Exercise objective: Recast the records below as a two-column CSV with the headers "prompt" and "reply," one row per record, holding its text and its answer, each in a single quoted field with line breaks replaced by spaces. Include every record, and leave the pictures out.

## BEGIN Available records

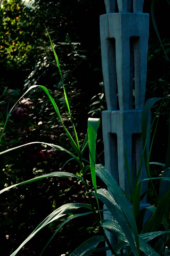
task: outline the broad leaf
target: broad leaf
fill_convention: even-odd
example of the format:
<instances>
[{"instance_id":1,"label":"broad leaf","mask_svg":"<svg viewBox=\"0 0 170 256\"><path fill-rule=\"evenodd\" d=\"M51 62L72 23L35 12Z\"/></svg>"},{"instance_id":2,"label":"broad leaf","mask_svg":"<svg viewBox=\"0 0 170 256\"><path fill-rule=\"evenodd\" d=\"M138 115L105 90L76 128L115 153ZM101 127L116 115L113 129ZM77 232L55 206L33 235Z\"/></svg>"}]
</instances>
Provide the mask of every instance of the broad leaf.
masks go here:
<instances>
[{"instance_id":1,"label":"broad leaf","mask_svg":"<svg viewBox=\"0 0 170 256\"><path fill-rule=\"evenodd\" d=\"M70 256L89 256L99 243L104 241L103 237L97 236L86 240L78 247Z\"/></svg>"},{"instance_id":2,"label":"broad leaf","mask_svg":"<svg viewBox=\"0 0 170 256\"><path fill-rule=\"evenodd\" d=\"M121 208L124 216L128 220L128 223L134 232L136 246L139 253L139 237L136 222L132 209L121 188L112 174L102 165L96 165L96 171L97 175L106 185L114 199Z\"/></svg>"},{"instance_id":3,"label":"broad leaf","mask_svg":"<svg viewBox=\"0 0 170 256\"><path fill-rule=\"evenodd\" d=\"M125 218L117 203L111 196L109 193L104 189L100 189L97 190L98 197L105 204L108 210L112 215L122 229L122 232L125 236L129 243L134 255L138 255L139 254L135 243L134 233L130 228L129 223Z\"/></svg>"},{"instance_id":4,"label":"broad leaf","mask_svg":"<svg viewBox=\"0 0 170 256\"><path fill-rule=\"evenodd\" d=\"M52 222L55 221L61 217L65 216L66 214L72 213L74 211L79 208L83 207L87 208L91 210L91 207L89 204L85 203L68 203L63 205L54 211L44 219L38 225L34 231L29 237L22 243L18 248L10 256L15 256L19 250L28 242L36 234L38 233L41 229L46 225L48 225Z\"/></svg>"}]
</instances>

## END Available records

Reply to the exercise:
prompt,reply
"task: outline the broad leaf target: broad leaf fill_convention: even-odd example of the format: <instances> [{""instance_id"":1,""label"":""broad leaf"",""mask_svg"":""<svg viewBox=\""0 0 170 256\""><path fill-rule=\""evenodd\"" d=\""M51 62L72 23L35 12Z\""/></svg>""},{""instance_id"":2,""label"":""broad leaf"",""mask_svg"":""<svg viewBox=\""0 0 170 256\""><path fill-rule=\""evenodd\"" d=\""M138 115L105 90L76 128L115 153ZM101 127L116 115L113 129ZM77 232L55 206L33 235Z\""/></svg>""}] </instances> Provide the mask of every instance of the broad leaf. masks go here:","<instances> [{""instance_id"":1,""label"":""broad leaf"",""mask_svg"":""<svg viewBox=\""0 0 170 256\""><path fill-rule=\""evenodd\"" d=\""M70 256L89 256L99 243L104 241L103 237L97 236L86 240L78 247Z\""/></svg>""},{""instance_id"":2,""label"":""broad leaf"",""mask_svg"":""<svg viewBox=\""0 0 170 256\""><path fill-rule=\""evenodd\"" d=\""M121 208L124 216L128 220L128 223L134 232L136 246L139 253L139 237L136 222L132 209L121 188L112 174L102 165L96 165L96 171L97 175L106 185L114 199Z\""/></svg>""},{""instance_id"":3,""label"":""broad leaf"",""mask_svg"":""<svg viewBox=\""0 0 170 256\""><path fill-rule=\""evenodd\"" d=\""M125 218L117 203L111 196L109 193L104 189L100 189L97 190L98 197L105 204L108 210L112 215L122 229L122 232L125 236L129 243L134 255L138 255L139 254L135 243L134 233L130 228L129 223Z\""/></svg>""},{""instance_id"":4,""label"":""broad leaf"",""mask_svg"":""<svg viewBox=\""0 0 170 256\""><path fill-rule=\""evenodd\"" d=\""M52 222L55 221L61 217L65 216L66 214L72 213L74 211L79 208L83 207L87 208L91 210L91 207L89 204L85 203L68 203L63 205L54 211L44 219L38 225L34 231L29 237L22 243L18 248L10 256L15 256L19 250L28 242L36 234L38 233L41 229L46 225L48 225Z\""/></svg>""}] </instances>"